───── PROVIDED ENTRIES ─────

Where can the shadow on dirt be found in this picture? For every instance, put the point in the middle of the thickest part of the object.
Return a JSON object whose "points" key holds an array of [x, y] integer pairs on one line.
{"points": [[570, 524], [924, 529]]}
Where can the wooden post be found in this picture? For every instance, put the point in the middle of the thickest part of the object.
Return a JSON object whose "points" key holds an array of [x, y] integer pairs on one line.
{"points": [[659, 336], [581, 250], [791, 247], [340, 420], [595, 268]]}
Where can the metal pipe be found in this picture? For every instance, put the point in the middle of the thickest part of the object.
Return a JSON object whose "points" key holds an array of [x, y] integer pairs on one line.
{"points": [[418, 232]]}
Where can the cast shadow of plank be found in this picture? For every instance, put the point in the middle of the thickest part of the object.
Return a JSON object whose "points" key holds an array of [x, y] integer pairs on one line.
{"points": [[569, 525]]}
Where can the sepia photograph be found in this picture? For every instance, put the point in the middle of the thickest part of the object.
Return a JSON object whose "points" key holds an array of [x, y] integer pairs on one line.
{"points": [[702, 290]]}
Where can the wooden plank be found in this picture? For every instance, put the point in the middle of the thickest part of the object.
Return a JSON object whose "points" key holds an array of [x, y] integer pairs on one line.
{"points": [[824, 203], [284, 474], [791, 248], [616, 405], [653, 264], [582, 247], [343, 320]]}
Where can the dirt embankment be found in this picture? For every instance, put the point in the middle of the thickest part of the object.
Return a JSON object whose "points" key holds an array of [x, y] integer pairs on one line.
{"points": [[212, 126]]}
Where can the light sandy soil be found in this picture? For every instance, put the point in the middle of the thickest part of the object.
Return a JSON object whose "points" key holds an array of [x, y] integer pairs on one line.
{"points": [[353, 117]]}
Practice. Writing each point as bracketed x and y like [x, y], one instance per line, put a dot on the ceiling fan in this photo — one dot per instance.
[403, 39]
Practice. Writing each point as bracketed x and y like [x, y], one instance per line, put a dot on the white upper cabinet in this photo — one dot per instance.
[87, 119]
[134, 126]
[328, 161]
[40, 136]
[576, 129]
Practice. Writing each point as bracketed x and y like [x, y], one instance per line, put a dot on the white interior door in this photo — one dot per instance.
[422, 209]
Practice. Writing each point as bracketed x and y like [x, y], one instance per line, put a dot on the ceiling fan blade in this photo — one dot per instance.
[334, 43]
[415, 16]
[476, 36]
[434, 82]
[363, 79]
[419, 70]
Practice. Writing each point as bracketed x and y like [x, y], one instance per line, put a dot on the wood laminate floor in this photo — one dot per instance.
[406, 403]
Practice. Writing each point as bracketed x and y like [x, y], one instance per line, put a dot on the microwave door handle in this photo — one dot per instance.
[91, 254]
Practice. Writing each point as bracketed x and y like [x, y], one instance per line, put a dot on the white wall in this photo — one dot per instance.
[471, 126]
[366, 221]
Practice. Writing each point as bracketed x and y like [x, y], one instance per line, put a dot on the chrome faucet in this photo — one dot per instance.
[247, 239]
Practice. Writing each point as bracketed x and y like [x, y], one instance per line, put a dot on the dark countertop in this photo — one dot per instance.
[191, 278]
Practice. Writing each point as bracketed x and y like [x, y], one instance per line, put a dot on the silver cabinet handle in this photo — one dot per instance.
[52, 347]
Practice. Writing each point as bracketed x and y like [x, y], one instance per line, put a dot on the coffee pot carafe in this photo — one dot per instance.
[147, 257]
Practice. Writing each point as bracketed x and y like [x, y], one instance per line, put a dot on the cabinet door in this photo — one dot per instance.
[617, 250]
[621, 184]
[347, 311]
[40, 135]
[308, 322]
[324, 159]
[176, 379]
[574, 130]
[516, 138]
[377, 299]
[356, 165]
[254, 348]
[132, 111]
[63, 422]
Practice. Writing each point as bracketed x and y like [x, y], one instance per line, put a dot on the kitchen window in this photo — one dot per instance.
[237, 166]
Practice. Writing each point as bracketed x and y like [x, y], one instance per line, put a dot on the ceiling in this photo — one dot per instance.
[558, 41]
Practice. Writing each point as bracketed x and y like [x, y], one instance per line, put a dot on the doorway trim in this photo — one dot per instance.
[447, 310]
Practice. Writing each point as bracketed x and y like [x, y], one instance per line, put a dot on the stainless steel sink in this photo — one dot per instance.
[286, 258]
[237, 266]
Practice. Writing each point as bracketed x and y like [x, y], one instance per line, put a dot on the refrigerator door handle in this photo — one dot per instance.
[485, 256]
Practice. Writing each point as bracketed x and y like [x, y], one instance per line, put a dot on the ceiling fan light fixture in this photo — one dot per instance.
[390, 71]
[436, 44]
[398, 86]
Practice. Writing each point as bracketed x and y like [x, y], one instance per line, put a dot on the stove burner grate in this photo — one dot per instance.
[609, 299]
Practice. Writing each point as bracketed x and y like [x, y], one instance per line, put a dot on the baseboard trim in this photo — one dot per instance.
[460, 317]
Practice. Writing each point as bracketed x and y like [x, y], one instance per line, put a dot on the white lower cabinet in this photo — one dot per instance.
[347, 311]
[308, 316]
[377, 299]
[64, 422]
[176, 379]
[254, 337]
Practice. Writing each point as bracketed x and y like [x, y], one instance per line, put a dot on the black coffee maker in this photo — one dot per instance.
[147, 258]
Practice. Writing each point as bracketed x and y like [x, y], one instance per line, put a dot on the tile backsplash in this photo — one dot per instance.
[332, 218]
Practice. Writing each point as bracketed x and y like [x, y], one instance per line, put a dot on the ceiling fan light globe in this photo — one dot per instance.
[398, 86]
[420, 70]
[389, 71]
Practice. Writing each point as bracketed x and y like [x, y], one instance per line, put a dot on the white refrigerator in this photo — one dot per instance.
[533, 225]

─────
───── PROVIDED ENTRIES ─────

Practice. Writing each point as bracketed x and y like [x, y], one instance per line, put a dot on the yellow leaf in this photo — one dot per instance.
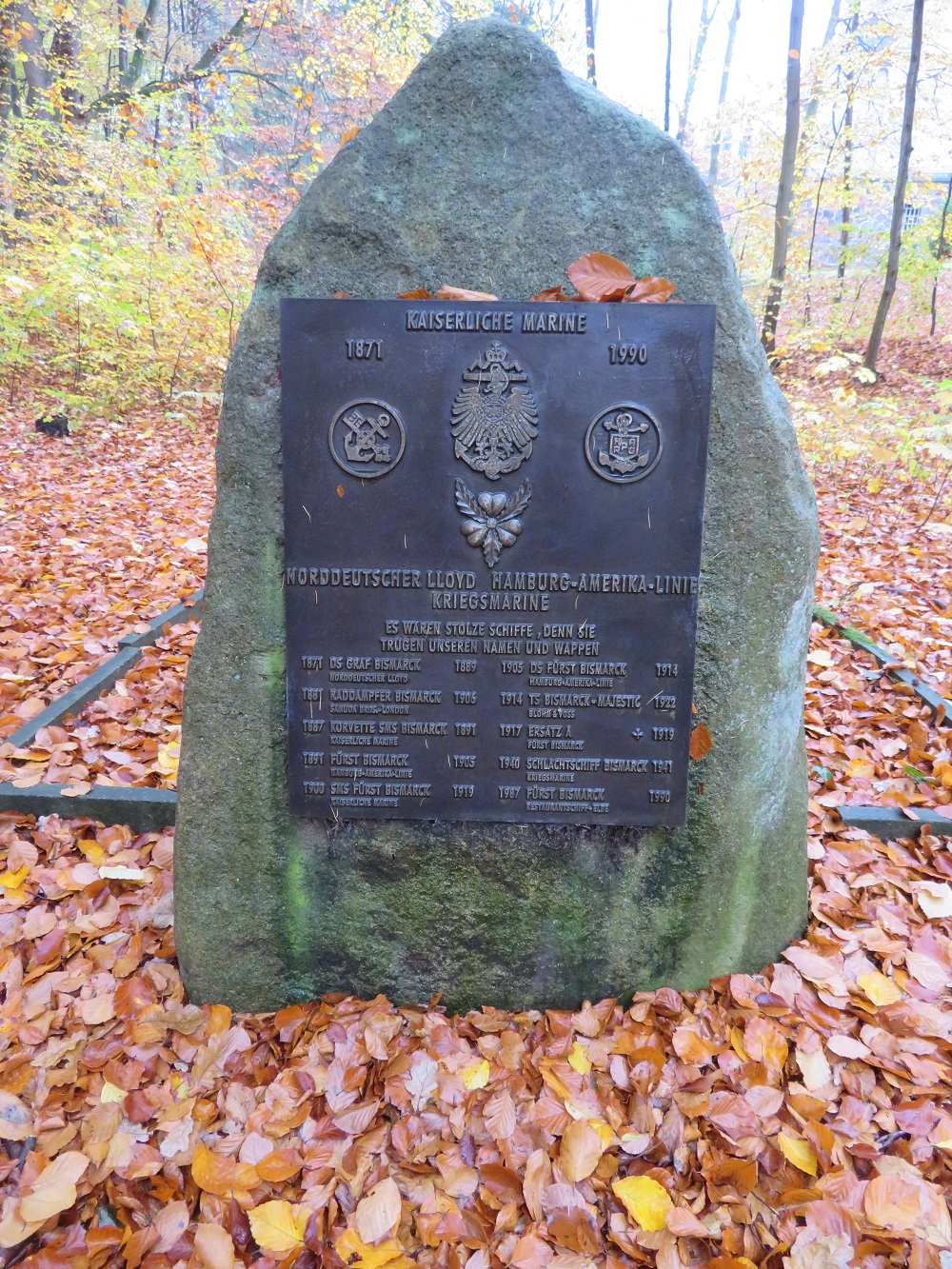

─────

> _OBJECTIVE_
Tally the lines in the records above that contain the string "dirt", and reply with the number alone.

> _TASK RESPONSE_
2